(Items listed in a dataset)

****************************************

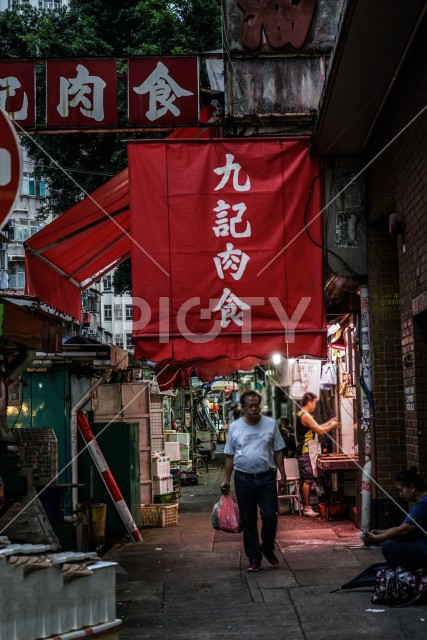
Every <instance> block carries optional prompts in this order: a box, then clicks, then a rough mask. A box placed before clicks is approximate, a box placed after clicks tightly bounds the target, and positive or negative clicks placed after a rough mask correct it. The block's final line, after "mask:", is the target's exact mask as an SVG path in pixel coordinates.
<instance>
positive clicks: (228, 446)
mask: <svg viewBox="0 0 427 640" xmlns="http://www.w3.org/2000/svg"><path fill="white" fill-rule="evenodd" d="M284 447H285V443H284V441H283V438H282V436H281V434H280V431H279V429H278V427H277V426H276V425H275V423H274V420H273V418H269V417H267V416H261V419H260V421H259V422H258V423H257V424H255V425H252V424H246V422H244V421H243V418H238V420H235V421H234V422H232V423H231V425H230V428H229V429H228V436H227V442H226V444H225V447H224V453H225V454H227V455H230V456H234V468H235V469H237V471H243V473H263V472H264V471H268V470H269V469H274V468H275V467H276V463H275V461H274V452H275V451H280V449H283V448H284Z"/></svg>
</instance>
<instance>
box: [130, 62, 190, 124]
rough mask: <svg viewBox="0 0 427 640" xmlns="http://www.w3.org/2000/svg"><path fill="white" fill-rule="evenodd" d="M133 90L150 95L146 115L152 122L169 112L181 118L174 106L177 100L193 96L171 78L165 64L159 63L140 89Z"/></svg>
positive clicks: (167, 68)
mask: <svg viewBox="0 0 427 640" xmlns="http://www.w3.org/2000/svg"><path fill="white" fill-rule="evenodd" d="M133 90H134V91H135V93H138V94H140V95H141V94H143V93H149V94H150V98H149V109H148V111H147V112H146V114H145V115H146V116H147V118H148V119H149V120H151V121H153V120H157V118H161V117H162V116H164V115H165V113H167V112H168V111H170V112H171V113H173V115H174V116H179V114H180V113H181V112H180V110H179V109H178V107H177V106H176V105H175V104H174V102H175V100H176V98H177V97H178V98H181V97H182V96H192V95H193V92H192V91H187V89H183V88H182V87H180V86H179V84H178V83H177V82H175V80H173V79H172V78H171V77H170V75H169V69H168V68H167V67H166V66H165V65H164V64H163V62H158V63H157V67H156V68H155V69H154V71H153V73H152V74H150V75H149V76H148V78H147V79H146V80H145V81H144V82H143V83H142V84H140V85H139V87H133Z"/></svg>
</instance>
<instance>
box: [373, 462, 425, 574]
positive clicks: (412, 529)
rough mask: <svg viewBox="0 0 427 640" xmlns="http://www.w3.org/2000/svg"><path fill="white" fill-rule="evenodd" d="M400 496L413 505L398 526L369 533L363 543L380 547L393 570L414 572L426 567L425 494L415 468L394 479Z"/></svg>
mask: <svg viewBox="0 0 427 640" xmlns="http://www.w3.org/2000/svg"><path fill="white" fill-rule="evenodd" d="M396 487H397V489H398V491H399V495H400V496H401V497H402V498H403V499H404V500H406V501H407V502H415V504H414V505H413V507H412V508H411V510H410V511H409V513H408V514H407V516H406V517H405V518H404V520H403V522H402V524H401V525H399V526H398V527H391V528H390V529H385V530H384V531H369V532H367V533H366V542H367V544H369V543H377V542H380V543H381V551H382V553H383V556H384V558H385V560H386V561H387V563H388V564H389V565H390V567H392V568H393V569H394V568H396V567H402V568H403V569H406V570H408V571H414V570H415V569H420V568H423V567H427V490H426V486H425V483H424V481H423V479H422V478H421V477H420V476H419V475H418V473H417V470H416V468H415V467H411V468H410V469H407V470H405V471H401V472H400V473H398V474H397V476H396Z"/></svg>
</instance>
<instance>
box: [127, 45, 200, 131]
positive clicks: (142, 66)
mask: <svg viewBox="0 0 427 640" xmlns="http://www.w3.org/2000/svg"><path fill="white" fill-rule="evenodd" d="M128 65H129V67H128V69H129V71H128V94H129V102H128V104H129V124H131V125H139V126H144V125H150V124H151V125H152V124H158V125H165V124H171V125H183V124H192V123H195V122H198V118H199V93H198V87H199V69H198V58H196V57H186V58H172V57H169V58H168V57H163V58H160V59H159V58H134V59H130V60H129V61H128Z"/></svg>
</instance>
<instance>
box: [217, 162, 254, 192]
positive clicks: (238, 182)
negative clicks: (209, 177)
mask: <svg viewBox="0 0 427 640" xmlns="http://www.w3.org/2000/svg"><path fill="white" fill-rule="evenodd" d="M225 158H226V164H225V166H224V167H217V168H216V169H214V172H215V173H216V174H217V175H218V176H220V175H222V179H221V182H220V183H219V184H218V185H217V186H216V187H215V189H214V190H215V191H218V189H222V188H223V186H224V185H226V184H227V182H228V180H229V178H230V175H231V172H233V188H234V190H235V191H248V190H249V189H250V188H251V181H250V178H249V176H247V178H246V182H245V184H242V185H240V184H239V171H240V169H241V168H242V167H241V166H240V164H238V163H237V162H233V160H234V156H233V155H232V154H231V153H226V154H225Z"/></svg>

****************************************

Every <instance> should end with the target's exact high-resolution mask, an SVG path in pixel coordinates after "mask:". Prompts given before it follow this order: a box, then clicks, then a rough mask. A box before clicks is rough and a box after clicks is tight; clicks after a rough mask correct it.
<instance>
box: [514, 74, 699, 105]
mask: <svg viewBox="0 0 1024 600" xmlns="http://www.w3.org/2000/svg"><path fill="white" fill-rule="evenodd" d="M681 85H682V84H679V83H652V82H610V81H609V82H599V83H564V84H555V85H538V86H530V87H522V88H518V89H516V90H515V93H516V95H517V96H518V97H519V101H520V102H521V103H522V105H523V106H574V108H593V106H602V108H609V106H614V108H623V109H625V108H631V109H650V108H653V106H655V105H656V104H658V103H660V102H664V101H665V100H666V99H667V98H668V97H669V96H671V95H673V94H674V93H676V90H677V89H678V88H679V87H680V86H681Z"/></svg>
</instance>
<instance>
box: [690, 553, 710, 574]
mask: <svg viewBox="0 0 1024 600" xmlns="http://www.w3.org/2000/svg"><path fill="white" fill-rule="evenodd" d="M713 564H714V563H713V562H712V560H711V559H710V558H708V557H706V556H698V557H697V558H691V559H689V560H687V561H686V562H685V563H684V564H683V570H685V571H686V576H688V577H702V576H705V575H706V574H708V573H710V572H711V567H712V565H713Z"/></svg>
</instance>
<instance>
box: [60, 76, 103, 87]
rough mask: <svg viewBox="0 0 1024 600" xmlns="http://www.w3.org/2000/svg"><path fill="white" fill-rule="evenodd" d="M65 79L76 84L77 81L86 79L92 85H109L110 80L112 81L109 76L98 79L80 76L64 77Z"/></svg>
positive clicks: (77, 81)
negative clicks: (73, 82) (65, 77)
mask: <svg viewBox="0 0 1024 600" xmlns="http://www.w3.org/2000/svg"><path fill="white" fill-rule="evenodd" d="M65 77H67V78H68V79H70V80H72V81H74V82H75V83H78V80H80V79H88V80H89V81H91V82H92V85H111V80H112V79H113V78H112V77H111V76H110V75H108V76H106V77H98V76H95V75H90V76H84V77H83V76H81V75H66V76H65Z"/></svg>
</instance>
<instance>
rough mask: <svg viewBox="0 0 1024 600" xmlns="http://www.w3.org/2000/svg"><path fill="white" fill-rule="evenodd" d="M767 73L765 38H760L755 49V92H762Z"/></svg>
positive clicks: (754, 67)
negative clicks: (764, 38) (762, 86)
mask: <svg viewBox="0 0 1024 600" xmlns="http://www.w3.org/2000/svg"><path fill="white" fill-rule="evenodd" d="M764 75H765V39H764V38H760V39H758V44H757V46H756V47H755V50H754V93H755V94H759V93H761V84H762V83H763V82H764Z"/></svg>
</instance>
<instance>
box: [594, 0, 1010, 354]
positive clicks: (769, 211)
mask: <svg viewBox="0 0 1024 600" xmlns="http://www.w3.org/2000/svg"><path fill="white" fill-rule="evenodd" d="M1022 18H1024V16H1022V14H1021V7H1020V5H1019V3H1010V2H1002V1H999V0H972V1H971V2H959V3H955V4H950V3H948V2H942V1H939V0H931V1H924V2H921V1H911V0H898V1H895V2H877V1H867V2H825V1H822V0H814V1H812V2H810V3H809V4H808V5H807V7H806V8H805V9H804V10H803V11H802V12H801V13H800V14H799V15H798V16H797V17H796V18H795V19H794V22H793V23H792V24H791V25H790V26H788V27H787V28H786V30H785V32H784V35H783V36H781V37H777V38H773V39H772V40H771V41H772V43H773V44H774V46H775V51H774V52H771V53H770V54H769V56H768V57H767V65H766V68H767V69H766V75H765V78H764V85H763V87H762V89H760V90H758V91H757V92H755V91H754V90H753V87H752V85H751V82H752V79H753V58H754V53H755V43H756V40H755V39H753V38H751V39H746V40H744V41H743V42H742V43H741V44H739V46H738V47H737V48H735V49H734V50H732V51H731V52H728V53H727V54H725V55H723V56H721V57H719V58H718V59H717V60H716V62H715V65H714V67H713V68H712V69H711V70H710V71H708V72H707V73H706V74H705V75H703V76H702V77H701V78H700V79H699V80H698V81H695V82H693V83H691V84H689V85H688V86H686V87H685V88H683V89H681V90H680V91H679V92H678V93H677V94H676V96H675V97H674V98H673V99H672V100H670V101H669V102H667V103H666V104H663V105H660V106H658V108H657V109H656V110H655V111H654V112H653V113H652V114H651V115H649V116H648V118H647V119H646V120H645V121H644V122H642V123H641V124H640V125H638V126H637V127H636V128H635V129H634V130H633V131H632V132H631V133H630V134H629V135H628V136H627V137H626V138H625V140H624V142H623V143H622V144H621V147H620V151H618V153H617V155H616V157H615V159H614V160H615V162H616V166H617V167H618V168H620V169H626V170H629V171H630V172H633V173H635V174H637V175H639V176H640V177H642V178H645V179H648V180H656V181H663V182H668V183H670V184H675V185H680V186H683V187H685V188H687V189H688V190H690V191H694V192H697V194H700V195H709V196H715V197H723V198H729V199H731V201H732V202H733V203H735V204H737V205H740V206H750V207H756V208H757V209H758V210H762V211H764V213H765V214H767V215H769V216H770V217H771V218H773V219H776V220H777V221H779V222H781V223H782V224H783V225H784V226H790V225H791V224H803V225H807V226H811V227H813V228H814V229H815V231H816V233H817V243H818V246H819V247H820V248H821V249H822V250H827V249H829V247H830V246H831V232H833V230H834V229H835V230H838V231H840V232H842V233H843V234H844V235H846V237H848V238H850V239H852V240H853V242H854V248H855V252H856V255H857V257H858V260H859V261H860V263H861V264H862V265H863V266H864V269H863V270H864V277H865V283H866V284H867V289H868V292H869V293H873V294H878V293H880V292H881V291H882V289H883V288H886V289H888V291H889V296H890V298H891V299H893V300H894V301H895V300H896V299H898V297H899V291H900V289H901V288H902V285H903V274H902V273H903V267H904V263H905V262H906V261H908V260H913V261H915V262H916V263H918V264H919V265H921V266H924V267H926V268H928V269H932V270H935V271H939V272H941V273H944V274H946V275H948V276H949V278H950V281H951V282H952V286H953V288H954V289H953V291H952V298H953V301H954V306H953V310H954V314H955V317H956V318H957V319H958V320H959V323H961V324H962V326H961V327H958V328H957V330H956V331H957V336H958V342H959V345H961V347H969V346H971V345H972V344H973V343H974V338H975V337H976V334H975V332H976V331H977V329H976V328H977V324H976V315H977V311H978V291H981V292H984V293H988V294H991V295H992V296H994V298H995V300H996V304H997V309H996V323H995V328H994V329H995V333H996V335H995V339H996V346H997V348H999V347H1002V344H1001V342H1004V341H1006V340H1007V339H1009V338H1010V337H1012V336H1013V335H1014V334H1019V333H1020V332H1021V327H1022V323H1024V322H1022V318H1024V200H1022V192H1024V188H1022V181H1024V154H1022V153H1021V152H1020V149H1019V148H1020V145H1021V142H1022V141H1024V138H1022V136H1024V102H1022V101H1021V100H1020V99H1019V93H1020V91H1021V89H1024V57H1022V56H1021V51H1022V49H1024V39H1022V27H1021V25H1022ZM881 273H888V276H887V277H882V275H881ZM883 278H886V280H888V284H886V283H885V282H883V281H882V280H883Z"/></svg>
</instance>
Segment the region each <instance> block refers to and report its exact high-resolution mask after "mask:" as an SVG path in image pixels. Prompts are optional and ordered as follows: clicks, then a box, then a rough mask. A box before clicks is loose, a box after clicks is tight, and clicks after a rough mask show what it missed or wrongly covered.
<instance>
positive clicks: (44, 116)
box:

****************************************

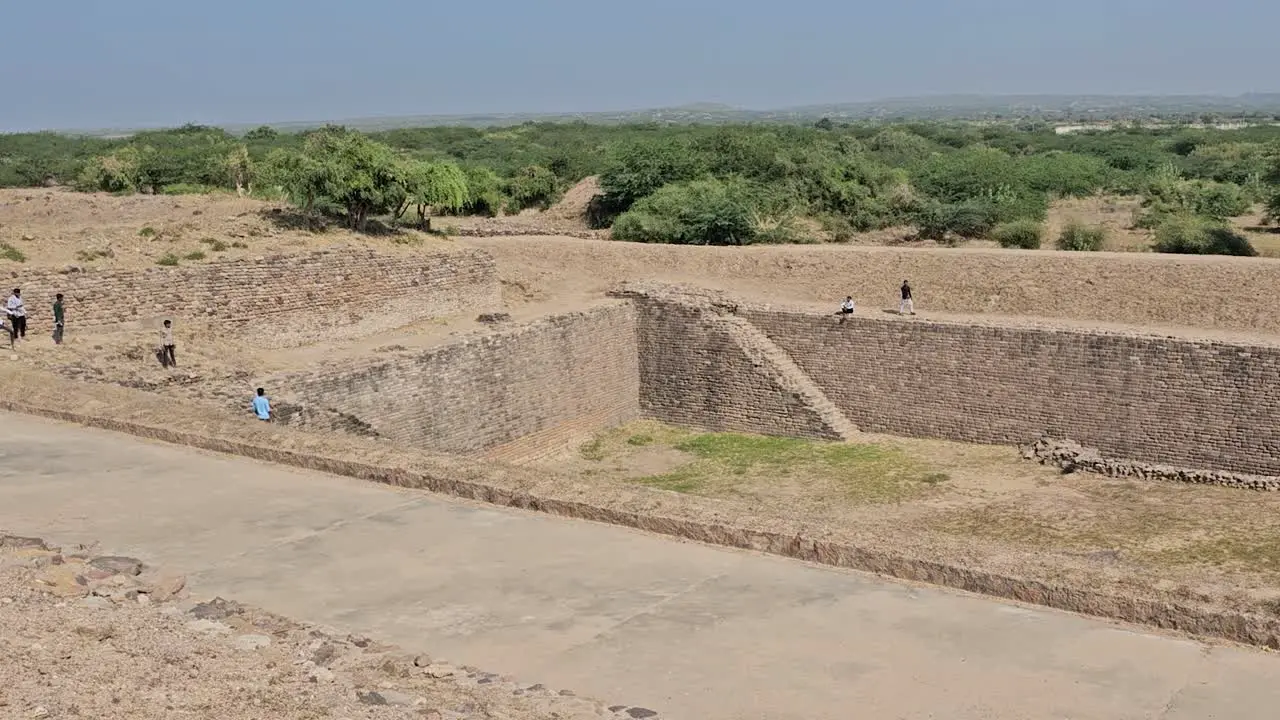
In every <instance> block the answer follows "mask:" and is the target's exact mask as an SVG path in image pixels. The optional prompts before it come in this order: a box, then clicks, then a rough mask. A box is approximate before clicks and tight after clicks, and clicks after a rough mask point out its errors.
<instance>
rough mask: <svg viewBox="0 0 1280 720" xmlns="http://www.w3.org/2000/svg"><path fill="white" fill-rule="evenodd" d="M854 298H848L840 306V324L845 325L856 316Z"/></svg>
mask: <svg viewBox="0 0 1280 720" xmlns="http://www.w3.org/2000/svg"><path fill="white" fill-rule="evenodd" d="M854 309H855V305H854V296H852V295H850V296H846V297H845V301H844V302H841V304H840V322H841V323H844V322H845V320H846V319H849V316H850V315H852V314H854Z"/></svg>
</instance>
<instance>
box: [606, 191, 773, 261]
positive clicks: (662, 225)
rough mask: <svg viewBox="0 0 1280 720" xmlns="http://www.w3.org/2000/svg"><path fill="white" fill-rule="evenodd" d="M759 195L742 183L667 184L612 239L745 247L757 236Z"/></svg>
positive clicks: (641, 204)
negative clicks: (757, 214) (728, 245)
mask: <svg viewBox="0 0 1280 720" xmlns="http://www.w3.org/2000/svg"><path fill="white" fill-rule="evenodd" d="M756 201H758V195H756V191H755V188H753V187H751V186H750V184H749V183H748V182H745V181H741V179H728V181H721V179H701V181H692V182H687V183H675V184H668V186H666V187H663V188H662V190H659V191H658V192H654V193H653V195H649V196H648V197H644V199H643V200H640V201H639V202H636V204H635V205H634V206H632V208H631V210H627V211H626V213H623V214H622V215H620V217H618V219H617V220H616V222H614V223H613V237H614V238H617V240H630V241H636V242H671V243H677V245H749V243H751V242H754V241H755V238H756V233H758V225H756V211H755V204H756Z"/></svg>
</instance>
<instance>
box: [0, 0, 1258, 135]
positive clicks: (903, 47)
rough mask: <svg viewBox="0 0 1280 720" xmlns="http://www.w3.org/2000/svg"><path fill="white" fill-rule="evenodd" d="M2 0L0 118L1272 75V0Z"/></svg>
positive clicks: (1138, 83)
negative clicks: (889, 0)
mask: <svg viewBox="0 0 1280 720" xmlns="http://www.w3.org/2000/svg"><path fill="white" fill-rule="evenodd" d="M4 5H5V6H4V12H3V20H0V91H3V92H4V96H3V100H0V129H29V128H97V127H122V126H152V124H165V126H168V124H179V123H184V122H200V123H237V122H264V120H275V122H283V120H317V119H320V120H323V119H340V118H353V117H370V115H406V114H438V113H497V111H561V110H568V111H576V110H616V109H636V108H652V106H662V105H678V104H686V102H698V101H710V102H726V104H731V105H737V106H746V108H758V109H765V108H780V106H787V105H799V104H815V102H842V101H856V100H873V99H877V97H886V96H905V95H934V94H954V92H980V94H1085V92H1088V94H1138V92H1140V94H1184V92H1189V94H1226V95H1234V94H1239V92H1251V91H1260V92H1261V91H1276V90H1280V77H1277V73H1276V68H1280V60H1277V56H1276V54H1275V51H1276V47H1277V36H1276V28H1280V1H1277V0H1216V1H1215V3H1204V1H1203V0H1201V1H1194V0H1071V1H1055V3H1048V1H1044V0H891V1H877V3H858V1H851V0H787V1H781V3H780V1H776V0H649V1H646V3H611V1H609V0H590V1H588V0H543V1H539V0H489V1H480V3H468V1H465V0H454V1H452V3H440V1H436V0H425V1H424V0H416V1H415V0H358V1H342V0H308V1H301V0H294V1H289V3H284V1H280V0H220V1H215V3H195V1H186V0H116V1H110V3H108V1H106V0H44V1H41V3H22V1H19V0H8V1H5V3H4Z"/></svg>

****************************************

[Work task]:
Going through the data, tally the lines containing "follows" and report only the result.

[Completed exercise]:
2